▶ THE REQUEST:
Count the lines in the data below that contain the word "dark", and give only that number.
===== THE DATA
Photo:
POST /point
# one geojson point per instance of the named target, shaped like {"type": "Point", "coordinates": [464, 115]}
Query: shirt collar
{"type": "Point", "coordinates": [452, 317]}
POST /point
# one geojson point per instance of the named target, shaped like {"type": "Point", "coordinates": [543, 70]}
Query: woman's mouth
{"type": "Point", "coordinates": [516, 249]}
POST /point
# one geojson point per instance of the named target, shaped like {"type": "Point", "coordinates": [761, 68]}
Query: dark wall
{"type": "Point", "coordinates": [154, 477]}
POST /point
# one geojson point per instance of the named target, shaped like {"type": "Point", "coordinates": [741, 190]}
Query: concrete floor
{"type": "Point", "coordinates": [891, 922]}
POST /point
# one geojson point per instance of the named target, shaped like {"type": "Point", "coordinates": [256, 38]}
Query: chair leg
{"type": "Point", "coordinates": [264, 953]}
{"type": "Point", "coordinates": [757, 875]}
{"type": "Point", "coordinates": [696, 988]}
==========
===== THE DATA
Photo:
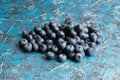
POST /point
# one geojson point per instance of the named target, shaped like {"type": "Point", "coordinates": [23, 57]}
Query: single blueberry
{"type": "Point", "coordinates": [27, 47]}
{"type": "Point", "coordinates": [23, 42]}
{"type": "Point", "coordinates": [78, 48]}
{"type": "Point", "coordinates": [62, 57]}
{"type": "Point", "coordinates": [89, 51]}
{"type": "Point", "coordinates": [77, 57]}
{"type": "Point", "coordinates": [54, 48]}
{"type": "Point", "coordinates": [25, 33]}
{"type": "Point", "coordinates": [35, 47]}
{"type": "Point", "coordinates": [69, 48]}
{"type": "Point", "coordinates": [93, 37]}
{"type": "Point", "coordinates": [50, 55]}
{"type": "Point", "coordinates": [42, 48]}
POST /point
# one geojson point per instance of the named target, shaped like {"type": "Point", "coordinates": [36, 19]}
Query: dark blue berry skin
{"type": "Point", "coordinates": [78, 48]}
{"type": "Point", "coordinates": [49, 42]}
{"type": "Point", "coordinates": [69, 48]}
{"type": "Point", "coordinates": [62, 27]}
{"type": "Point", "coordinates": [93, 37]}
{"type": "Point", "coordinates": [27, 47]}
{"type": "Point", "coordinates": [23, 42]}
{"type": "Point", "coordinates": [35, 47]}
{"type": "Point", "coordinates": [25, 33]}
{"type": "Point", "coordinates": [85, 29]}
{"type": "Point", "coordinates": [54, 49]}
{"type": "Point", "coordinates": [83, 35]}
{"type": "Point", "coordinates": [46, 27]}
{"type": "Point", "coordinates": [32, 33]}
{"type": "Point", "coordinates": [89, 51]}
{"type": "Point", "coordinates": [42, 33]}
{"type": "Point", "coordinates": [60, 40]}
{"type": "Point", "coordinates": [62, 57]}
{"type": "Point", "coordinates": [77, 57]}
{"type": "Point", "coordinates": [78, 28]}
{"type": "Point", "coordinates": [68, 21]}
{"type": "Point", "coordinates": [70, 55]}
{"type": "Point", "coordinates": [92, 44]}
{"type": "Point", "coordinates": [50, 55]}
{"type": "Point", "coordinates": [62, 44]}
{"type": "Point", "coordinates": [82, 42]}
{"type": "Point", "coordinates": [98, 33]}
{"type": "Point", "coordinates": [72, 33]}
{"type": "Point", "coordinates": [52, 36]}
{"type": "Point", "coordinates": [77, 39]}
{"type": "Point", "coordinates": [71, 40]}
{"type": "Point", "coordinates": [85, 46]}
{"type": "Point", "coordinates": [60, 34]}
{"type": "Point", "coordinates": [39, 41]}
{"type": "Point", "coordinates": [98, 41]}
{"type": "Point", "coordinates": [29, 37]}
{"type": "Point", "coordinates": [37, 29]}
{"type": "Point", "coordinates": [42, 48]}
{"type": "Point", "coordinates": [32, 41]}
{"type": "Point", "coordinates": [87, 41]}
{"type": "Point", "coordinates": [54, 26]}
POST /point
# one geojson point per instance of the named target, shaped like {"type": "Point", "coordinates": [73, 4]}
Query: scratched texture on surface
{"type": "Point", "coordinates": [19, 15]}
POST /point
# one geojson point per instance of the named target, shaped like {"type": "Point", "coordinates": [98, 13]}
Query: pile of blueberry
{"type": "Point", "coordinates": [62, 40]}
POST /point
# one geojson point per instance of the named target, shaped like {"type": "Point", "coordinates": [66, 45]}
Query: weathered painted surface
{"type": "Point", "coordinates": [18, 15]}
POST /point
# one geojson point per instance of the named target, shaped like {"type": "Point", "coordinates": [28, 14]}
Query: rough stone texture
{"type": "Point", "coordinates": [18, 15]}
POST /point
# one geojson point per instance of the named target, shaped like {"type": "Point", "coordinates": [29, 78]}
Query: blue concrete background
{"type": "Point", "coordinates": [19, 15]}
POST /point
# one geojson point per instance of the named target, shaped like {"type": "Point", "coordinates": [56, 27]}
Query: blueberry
==========
===== THE DATA
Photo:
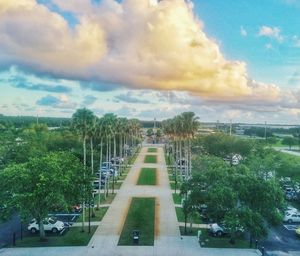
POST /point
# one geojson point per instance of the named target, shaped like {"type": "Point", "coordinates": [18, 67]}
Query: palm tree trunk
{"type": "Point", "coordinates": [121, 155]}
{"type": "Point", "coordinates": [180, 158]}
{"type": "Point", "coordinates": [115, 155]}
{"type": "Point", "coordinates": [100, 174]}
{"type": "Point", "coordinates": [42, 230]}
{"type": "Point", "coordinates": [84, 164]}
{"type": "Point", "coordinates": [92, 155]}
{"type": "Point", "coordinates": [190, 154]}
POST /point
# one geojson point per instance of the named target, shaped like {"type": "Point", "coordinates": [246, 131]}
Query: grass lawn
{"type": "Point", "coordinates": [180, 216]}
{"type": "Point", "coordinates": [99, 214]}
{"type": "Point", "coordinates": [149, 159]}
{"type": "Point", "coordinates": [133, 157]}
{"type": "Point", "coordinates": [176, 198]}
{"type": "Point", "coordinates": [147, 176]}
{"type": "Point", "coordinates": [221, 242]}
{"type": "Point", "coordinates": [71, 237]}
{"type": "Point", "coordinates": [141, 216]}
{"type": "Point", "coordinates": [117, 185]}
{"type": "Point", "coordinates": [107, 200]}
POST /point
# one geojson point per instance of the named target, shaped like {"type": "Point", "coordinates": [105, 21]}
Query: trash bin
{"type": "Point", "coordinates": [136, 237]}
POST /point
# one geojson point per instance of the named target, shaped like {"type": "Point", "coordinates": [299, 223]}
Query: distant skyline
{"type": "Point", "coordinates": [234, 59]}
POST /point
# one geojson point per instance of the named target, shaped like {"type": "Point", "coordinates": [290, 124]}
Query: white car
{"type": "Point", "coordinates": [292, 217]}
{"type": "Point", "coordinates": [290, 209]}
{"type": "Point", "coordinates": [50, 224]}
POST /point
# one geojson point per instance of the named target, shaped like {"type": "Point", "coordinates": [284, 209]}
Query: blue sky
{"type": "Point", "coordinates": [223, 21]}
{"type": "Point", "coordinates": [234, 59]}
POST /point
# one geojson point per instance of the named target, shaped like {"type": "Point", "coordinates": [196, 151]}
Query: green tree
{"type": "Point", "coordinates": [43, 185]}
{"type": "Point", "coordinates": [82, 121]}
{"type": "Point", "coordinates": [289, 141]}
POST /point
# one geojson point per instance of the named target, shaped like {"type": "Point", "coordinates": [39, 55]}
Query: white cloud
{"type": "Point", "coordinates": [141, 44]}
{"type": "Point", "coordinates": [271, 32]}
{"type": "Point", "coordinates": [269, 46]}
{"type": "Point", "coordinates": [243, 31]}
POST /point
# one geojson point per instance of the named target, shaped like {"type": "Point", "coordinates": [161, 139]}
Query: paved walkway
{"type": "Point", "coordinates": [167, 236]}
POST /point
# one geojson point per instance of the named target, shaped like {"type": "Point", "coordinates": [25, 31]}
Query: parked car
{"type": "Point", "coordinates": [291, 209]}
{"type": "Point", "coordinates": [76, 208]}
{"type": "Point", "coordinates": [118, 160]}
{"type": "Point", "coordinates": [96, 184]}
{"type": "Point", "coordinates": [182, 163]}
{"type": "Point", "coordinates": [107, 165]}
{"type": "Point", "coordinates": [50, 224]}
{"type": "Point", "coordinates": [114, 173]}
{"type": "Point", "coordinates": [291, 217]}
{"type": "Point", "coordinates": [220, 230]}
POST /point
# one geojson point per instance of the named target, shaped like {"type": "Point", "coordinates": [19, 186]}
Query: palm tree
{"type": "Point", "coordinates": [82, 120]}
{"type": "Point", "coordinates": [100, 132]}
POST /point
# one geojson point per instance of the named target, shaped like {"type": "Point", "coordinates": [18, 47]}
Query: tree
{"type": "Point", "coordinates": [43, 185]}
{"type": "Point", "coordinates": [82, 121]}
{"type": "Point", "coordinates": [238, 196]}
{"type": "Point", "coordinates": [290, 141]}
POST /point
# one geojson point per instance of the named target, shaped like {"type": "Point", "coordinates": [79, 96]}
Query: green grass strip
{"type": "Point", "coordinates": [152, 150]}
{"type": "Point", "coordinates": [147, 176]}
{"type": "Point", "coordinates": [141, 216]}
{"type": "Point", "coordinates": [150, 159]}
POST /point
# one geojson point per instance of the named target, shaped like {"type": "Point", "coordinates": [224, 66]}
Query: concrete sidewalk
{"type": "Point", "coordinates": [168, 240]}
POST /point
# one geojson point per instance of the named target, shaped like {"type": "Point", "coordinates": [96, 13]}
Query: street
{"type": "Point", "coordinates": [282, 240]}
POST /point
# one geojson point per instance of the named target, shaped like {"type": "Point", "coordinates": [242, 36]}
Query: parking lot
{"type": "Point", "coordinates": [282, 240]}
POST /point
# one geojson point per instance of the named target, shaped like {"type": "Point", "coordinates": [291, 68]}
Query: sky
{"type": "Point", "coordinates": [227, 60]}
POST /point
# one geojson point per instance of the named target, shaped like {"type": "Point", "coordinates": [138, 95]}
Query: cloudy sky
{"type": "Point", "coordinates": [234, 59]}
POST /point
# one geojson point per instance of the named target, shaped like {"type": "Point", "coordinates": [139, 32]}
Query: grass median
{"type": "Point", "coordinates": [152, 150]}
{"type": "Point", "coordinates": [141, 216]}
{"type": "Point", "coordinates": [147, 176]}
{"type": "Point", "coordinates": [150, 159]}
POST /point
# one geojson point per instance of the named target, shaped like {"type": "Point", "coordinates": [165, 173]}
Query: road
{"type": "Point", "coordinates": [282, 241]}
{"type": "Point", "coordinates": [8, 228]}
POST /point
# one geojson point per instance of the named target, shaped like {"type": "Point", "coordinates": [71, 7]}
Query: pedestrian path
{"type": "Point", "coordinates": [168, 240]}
==========
▶ ANSWER FOR THE TASK:
2